EXERCISE TASK: Swap "boulder" for "large rock" in the material, starting with the line containing "mark each yellow" and going on through the line containing "xmin=177 ymin=65 xmax=266 ymax=127". Give back only those lines, with nothing else changed.

MATERIAL TO PROCESS:
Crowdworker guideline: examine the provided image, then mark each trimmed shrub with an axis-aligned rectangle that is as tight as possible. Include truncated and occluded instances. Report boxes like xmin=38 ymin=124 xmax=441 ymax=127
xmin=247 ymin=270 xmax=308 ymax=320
...
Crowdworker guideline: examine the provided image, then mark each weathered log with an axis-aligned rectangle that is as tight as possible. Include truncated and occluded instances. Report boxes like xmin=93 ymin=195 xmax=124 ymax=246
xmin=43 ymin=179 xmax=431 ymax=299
--
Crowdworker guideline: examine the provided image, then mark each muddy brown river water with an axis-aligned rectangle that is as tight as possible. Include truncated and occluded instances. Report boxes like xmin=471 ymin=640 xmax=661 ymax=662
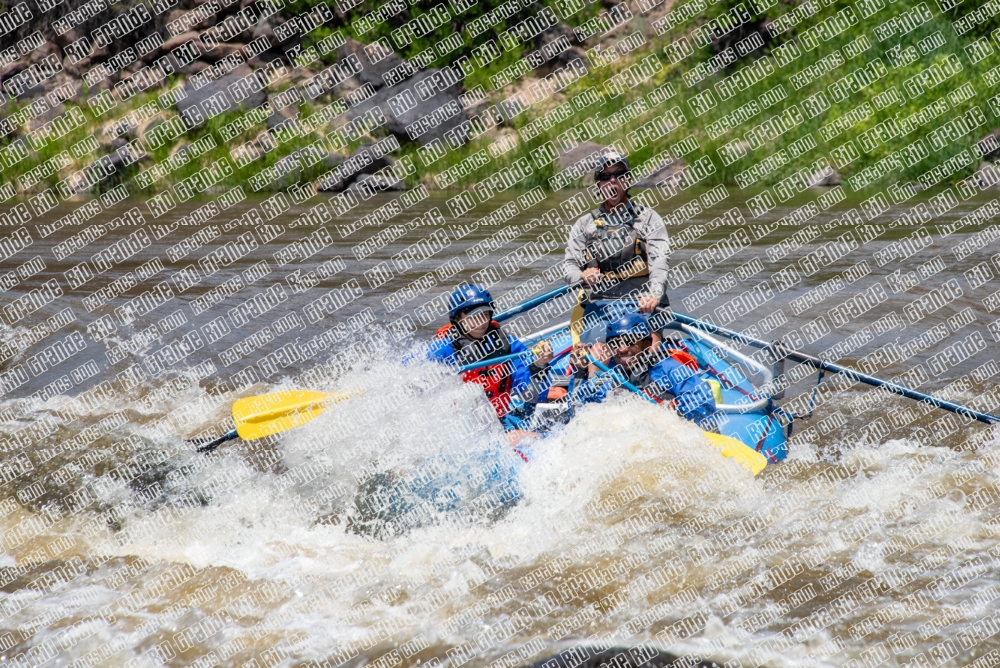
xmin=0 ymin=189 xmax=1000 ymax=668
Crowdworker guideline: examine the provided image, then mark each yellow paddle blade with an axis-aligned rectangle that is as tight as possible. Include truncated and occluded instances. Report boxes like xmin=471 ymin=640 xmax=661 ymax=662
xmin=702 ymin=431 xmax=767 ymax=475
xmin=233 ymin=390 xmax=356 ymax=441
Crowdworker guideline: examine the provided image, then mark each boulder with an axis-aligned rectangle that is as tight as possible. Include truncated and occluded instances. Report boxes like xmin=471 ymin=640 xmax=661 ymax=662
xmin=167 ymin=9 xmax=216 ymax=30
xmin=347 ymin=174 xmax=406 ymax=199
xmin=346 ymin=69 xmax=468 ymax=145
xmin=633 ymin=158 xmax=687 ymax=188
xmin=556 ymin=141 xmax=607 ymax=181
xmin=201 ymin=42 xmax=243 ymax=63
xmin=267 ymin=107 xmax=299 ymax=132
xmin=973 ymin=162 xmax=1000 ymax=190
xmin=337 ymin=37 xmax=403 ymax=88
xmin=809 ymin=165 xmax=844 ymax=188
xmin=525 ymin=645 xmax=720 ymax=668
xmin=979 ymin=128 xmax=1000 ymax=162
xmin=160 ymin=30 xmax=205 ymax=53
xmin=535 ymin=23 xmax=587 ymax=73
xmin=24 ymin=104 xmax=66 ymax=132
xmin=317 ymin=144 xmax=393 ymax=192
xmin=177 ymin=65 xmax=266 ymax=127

RESULT:
Crowdworker guideline: examine the provided image, then mark each yellow paddle blade with an axis-aligned rectangle that is as tight as possible. Include truncated and occluded instances. Report boxes like xmin=471 ymin=640 xmax=661 ymax=662
xmin=702 ymin=431 xmax=767 ymax=475
xmin=233 ymin=390 xmax=356 ymax=441
Crowdworker guideline: examine the provided image, then mark each large rock with an axis-aligned rectangle that is as tight as possible. Include truncated and occluded instances. Report boxes like xmin=471 ymin=640 xmax=661 ymax=662
xmin=167 ymin=9 xmax=216 ymax=30
xmin=347 ymin=174 xmax=406 ymax=199
xmin=346 ymin=69 xmax=468 ymax=145
xmin=633 ymin=158 xmax=687 ymax=188
xmin=556 ymin=141 xmax=607 ymax=181
xmin=201 ymin=42 xmax=243 ymax=63
xmin=267 ymin=107 xmax=299 ymax=132
xmin=973 ymin=162 xmax=1000 ymax=190
xmin=337 ymin=37 xmax=403 ymax=88
xmin=809 ymin=165 xmax=844 ymax=188
xmin=525 ymin=645 xmax=720 ymax=668
xmin=979 ymin=128 xmax=1000 ymax=162
xmin=160 ymin=30 xmax=205 ymax=53
xmin=535 ymin=23 xmax=587 ymax=73
xmin=24 ymin=104 xmax=66 ymax=132
xmin=317 ymin=144 xmax=393 ymax=192
xmin=177 ymin=65 xmax=266 ymax=127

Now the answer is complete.